EXERCISE AIM: Copy the data from its first line through the line containing "[348,229,371,336]", both included, swapping "orange" for "yellow" and leaving all else unchanged.

DATASET:

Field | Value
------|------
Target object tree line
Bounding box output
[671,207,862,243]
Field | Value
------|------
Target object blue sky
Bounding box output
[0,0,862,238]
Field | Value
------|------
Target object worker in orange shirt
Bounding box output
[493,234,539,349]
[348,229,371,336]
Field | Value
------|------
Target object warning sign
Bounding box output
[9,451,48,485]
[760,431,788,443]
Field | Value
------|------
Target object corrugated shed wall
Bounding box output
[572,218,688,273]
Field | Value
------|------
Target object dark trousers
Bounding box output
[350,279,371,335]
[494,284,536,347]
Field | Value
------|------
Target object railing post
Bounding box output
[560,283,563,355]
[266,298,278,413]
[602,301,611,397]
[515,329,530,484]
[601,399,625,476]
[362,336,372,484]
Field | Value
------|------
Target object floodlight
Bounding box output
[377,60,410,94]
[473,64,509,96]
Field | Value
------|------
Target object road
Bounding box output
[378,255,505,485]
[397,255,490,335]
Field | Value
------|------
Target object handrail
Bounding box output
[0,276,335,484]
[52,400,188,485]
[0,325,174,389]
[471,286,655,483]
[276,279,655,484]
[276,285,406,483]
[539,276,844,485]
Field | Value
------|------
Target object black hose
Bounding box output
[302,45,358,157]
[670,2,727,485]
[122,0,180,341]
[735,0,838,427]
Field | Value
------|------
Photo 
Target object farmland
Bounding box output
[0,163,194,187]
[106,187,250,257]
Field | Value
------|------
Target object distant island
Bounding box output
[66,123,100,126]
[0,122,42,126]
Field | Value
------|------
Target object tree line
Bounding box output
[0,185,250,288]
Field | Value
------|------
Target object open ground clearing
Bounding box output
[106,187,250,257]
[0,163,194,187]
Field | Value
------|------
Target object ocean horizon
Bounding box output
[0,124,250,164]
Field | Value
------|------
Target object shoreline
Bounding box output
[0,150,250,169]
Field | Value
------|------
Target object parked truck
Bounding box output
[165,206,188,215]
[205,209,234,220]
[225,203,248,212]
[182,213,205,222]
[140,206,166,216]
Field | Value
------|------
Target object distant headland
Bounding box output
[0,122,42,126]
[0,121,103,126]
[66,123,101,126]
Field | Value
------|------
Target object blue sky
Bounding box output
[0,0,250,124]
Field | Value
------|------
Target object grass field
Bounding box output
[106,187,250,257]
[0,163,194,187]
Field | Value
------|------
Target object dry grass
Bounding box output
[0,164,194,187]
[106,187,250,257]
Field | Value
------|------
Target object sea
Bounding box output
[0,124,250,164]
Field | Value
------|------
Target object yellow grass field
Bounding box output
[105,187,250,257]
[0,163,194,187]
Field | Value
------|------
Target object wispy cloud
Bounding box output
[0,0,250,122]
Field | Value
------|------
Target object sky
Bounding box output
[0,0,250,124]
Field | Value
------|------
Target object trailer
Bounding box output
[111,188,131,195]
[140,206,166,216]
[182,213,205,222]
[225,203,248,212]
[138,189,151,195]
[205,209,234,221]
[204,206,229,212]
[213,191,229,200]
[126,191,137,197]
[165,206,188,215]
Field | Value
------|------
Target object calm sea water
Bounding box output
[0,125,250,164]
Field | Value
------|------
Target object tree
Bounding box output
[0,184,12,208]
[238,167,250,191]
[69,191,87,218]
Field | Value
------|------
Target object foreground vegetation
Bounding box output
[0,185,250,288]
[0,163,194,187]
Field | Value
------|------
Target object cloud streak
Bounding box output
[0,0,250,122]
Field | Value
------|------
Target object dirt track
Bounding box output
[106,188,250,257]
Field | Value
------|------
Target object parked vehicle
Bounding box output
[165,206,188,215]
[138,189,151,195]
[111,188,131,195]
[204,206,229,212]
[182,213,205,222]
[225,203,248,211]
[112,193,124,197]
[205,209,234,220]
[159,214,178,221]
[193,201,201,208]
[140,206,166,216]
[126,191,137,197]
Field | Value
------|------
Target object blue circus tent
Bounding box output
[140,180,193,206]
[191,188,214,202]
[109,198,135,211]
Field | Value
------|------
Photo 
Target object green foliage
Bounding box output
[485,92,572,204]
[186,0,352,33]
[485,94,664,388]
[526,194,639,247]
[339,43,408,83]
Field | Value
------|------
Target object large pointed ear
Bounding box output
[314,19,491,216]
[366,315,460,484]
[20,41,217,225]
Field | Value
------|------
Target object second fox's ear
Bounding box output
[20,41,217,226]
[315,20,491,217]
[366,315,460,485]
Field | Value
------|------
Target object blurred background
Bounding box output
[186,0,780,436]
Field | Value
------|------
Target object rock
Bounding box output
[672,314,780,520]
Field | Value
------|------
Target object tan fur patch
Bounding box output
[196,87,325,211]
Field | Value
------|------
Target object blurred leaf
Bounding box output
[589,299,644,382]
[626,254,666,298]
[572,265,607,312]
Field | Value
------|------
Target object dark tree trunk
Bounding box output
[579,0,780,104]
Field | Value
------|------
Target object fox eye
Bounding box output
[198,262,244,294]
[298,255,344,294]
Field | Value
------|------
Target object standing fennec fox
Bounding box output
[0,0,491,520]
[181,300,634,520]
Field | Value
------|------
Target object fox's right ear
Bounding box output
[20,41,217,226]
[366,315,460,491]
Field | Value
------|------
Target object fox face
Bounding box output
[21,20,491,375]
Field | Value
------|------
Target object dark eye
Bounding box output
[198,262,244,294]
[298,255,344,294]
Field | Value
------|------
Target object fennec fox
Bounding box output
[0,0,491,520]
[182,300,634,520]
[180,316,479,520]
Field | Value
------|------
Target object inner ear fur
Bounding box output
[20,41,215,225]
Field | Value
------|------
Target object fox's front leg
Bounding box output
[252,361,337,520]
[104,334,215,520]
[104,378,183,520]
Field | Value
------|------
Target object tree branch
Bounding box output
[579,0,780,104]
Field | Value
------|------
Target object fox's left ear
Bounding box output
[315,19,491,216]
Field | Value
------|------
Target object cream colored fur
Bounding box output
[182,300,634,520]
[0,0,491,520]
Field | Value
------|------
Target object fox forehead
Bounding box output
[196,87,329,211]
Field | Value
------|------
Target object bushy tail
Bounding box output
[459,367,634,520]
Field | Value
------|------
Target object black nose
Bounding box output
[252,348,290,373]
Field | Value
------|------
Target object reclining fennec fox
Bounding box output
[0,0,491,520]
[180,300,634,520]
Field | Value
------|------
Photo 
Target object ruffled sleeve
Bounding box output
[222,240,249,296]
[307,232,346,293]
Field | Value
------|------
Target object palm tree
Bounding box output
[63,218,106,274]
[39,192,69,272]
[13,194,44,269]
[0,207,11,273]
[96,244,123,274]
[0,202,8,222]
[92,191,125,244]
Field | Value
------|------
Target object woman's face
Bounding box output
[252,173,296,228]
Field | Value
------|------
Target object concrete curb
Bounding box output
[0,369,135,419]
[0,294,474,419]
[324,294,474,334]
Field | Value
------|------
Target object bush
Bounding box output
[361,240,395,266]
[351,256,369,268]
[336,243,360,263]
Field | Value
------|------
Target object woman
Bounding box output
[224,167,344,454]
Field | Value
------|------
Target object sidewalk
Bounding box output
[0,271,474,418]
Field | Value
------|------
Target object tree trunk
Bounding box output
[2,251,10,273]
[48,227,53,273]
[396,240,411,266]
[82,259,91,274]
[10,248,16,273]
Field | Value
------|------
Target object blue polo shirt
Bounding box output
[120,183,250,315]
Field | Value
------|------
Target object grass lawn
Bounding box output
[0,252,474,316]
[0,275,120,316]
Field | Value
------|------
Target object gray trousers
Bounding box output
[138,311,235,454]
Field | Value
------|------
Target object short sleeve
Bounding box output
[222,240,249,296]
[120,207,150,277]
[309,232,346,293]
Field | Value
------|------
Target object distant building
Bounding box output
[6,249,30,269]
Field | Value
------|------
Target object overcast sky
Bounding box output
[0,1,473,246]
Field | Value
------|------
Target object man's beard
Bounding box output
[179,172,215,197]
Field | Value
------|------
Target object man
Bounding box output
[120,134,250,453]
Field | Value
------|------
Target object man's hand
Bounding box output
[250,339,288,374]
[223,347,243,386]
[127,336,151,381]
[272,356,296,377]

RESULT OF THE EXERCISE:
Field | Value
------|------
Target object tree line
Bounding box output
[671,207,862,243]
Field | Value
------|------
Target object blue sky
Bounding box output
[0,0,862,238]
Field | Value
------|------
Target object worker in yellow shirt
Bounding box output
[493,234,539,349]
[348,229,371,336]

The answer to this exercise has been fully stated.